** Start Provided passage **

Tuesday, September 13, 2016

How Rudy Giuliani is Keeping His Poisonous Legacy Alive with Donald Trump's Campaign

by Nomad

RNC  Rudy Giuliani

The other day, the New York Times gave this warning to former New York City mayor and avid Trump supporter, 72-year-old Rudy Giuliani:
Rudy's ardent support for Mr. Trump could come at a cost to his legacy.

That's what happens, I suppose, when you attempt to defend indefensible things. Former Giuliani aides, the article claims, are concerned about their ex-boss' unquestioning loyalty to the Republican nominee.

They cited his unsubstantiated questioning of Hillary Clinton’s mental and physical health.  He has also championed Trump's promise to build an “impenetrable physical wall” on the country’s southern border and to severely restrict immigration from Muslim countries. (When Trump was pressed for specifics, he began to sound more and more supportive of what is presently being done by the Obama administration.) 

So strident - some would say delirious- has been Giuliani's support for Trump, the editorial boards of some newspapers have raised the possibility that Rudy is "unhinged."

But then, in this election, how on earth could you know? 

At the disastrous Republican Convention, the former mayor's speech came off as a mix of the political with the psychotic.
His contorted face as he launched comparisons to fabricated tabloid monster “Bat Boy,” the subject of painter Edvard Munch’s “The Scream” and conjured woes only a Big Apple resident could understand.
It was not a pretty sight. Onstage, Guiliani roared:
“Donald Trump will do for America what I did for New York City.”
For many who recall Rudy's term, that must have seemed like a good enough reason to vote for anybody else but Trump.

When it comes to legacies, one suspects a great deal of revisionism going on behind the scenes amongst Giuliani's pals. Fears that Rudy could somehow destroy his sterling history assumes a vast difference between Trump' and Giuliani. That the two do not share the same ideas at the core. Or that Rudy might not be even worse a bigot than Trump. 

As mayor, Giuliani might have done a lot of praiseworthy things but his style of exploiting racial and ethnic divisions is clearly in line with Trump's own strategy. Allegations of racism (and worse) have fogged Giuliani since he first ran for office. 
Giuliani's legacy is, in fact, still very much alive today in his approach to law enforcement, racial profiling and zero-tolerance. (We have covered this aspect of Giuliani's history in a 2014 post.)

The Wonder Bread Son

In his book, "Why Blacks Fear 'America's Mayor': Reporting Police Brutality and Black Activist Politics Under Rudy Giuliani" author Peter Noel makes the case that  Giuliani's policies have provided enough reason for African-Americans to be afraid of Rudy and the people who support him.  
If that sounds familiar, it should. 
What has been said of Trump has in the past been said of Giuliani. Noel writes:
Whites were tempted by Giuliani's emphasis on "re-establish[ing] civilized behavior in our street and in our public spaces." They saw this rhetoric as an agressive response to crime. But to black people, who have a direct knowledge of how the police can be used to control their everyday movement- whether or not they seem "menacing"- such statement had the ring of bigotry unleashed. Even blacks who professed no fealty to Mayor Dinkins considered Giuliani the city's most dangerous white hope. For them, the man the New York Times dubbed the "Wonder Bread son of the 50s" is fear itself: an iron fisted former federal prosecutor with a predilection for gun butt diplomacy.

** End Provided passage **
** Start Dataset **

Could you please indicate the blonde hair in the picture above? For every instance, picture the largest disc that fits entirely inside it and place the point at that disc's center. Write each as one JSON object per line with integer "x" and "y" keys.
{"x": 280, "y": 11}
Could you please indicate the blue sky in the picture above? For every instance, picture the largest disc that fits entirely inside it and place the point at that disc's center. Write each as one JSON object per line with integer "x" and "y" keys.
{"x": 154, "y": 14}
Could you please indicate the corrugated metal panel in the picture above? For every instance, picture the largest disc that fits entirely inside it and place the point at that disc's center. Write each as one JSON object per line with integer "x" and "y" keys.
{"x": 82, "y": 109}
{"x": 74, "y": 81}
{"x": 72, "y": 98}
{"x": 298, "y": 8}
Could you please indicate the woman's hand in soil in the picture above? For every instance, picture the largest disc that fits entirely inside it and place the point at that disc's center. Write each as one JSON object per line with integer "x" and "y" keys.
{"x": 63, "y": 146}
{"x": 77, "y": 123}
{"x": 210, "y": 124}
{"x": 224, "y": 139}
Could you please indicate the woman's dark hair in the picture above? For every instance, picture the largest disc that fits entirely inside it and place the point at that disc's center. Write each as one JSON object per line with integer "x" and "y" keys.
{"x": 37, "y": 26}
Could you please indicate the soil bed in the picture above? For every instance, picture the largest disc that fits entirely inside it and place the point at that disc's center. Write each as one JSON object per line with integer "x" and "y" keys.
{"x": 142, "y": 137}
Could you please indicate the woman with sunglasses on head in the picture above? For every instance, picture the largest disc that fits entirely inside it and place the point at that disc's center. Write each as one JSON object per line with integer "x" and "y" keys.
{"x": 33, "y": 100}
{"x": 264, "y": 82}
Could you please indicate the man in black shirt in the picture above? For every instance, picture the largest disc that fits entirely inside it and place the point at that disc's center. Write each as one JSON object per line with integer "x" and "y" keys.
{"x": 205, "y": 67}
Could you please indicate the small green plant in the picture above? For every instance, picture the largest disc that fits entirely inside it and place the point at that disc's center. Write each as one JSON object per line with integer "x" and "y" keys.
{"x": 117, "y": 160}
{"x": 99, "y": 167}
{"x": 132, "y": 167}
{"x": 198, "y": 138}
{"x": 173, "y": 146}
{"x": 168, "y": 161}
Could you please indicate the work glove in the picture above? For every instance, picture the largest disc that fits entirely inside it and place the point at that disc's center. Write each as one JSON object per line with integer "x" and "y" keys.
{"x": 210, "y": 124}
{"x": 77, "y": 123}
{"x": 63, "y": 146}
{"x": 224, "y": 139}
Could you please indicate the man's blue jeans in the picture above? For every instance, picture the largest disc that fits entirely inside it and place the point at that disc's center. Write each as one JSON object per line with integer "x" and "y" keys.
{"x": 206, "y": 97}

** End Dataset **
** Start Dataset **

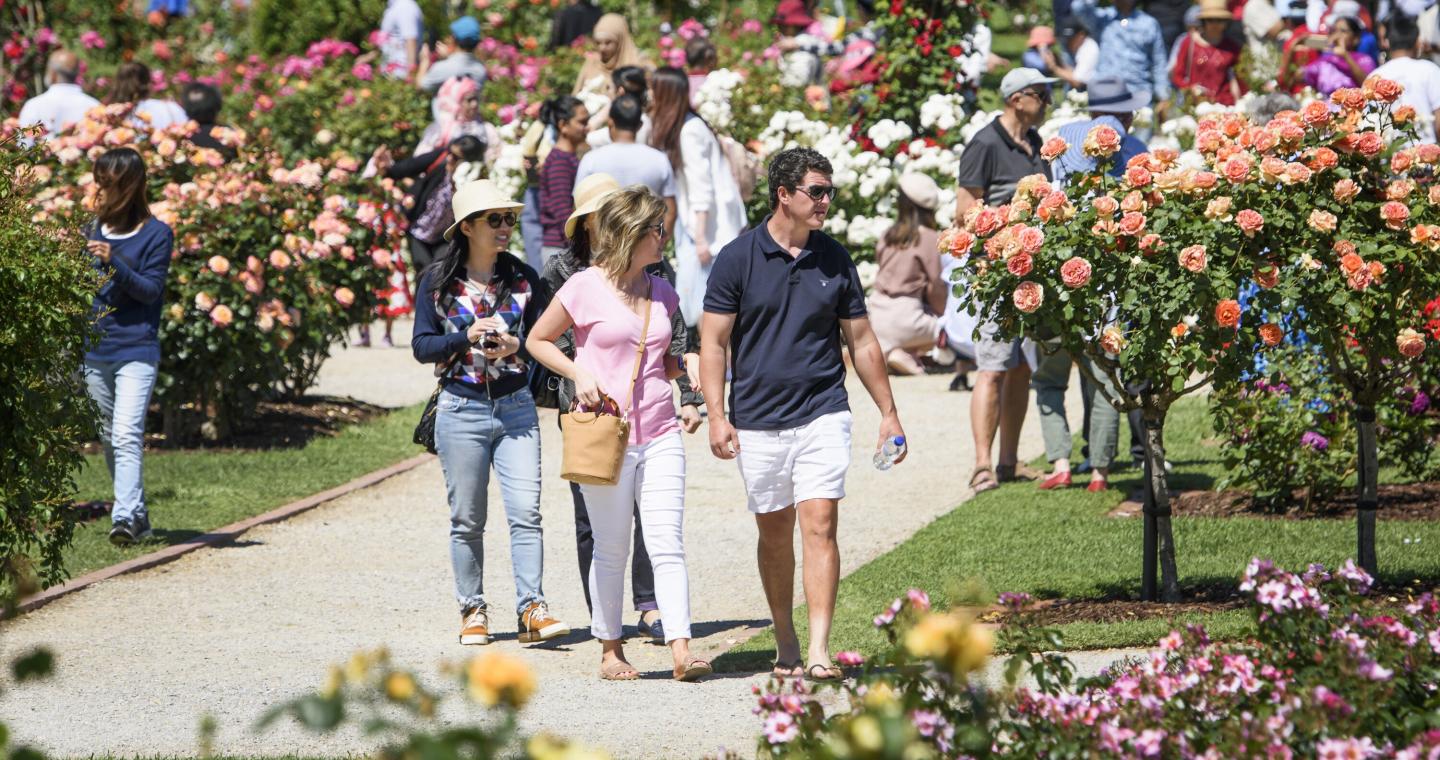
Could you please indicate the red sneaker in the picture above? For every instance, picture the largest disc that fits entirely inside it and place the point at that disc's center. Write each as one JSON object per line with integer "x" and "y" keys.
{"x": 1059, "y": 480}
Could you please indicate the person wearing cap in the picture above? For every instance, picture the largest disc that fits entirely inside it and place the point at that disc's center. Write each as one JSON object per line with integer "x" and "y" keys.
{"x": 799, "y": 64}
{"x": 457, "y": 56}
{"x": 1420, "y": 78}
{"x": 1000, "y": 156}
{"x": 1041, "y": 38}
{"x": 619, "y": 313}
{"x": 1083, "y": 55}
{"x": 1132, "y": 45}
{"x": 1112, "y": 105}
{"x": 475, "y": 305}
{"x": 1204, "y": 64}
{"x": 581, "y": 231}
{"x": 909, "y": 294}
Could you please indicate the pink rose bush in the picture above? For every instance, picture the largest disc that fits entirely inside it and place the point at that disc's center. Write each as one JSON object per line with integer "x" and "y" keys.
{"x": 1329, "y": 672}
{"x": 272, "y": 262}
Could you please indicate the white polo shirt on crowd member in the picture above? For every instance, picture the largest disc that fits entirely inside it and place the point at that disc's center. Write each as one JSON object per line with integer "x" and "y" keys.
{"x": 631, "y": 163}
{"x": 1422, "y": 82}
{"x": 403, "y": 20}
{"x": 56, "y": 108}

** End Dataset **

■ **Objectives**:
1 - Answer these questions using the post about Rudy Giuliani:
(a) How old was Giuliani, according to the post?
(b) What line did Giuliani roar onstage at the Republican Convention?
(c) Who wrote the book "Why Blacks Fear 'America's Mayor'"?
2 - Decide whether each statement agrees with the post about Rudy Giuliani. Answer yes or no, and quote the words from the post that decide it.
(a) Giuliani has championed Trump's promise to build a wall on the southern border.
(b) Giuliani's convention speech compared things to the subject of a painting by Vincent van Gogh.
(c) The New York Times gave Giuliani the nickname "Wonder Bread son of the 50s."

■ **Answers to the tasks**:
1 -
(a) 72 years old.
(b) “Donald Trump will do for America what I did for New York City.”
(c) Peter Noel.

2 -
(a) Yes: "He has also championed Trump's promise to build an “impenetrable physical wall” on the country’s southern border"
(b) No: "the subject of painter Edvard Munch’s “The Scream”"
(c) Yes: "the man the New York Times dubbed the "Wonder Bread son of the 50s""